Write out the entries again exactly as they are given.

___

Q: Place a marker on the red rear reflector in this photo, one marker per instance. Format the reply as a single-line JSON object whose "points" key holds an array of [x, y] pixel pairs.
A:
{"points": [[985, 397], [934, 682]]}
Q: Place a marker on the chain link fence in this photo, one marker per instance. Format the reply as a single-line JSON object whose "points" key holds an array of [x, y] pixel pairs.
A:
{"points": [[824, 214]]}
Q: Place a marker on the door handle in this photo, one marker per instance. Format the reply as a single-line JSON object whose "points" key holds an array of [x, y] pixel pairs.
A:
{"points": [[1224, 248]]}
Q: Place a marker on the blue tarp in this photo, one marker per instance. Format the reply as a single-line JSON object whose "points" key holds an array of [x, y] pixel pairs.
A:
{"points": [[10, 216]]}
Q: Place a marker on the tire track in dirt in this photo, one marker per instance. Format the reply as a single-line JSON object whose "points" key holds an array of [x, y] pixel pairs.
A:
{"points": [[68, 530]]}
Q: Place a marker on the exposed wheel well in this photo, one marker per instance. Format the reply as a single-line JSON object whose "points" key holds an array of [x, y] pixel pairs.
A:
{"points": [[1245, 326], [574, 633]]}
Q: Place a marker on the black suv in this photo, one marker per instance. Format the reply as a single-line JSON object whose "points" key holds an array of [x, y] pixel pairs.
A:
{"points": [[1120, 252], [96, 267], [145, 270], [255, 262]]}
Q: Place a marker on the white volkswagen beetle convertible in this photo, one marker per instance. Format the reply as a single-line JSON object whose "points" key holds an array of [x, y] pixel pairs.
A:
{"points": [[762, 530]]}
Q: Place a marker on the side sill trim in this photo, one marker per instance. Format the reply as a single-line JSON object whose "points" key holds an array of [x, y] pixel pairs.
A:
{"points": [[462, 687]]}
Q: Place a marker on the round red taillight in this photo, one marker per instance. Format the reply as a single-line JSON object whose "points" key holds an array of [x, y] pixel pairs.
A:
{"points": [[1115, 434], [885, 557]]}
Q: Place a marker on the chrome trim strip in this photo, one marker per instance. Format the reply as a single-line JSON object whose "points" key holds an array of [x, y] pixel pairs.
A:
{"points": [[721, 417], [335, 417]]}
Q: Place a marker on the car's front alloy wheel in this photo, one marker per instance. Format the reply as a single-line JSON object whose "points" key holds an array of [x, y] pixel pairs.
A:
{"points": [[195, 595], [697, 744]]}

___

» Answer box:
Q: Place a marker on the red rear reflector in this photo, one marker per instance. Format the reply as a single-line JSON object whose "points" key holds an array of [x, y] pixel pairs.
A:
{"points": [[985, 397], [934, 682]]}
Q: Place a marker on the chain link fence in this photo, one marker per instance. Format the reply as a single-line JSON object whose "points" key holds an array of [x, y] pixel pairs.
A:
{"points": [[824, 214]]}
Q: Place a marker on the door handle in this photo, one marker per instance. Format the reply as a single-line JSON object whose "points" key holds an array of [x, y] pixel pairs.
A:
{"points": [[1224, 248]]}
Q: Place a marker on the blue tarp in this photo, one marker per instance. Format the reply as a single-line JSON object whose "points" key holds an array of [x, y] pixel pairs.
A:
{"points": [[10, 216]]}
Q: Place a marker on the tire track in dirt in this photo, one marker per instance. Format the reply as a single-line JSON object whose "points" key holds an array of [x, y] pixel pairs.
A:
{"points": [[68, 530]]}
Q: Place a marker on the exposed wheel well in this photo, one marker per instance. Format the reply as a single-line JSON object whose "points" key holds an array of [x, y] pixel pairs.
A:
{"points": [[1245, 326], [574, 633]]}
Q: Place a marker on the black suv in this photo, one marker per instance. Format the reply as a single-line JSON object whose "points" key holds an array of [x, y] pixel pairs.
A:
{"points": [[1120, 252], [96, 267], [145, 270], [255, 262]]}
Q: Place a marker on the white volkswagen beetle convertible in this photo, one marker per instance. Format the reply as a single-line JSON object whose "points" key holds an array of [x, y] pixel pairs.
A:
{"points": [[762, 530]]}
Q: Place a marker on the side sill trim in this photo, one marker per instance. Format the reply as a single-line JSON object whose "points" key holds an array of [x, y] pixel pairs.
A:
{"points": [[462, 687]]}
Q: Place a marker on the round red taillight in this photo, one marker per instance. Format the reply as a single-line JSON object whose "points" key holds an array of [x, y] pixel pairs.
A:
{"points": [[1115, 434], [885, 557]]}
Q: Place a marker on the chrome trim strip in this photo, one marker per instance. Format the reply as a single-line JSON object whose "points" key holds an array of [x, y] pixel pairs.
A:
{"points": [[721, 417], [335, 417]]}
Q: Place a marker on the car's front alloy wheel in this photo, one marker per instance. Format the reply as a single-line JSON object whose "points" key holds an array of [x, y] pixel pairs.
A:
{"points": [[195, 595], [697, 744]]}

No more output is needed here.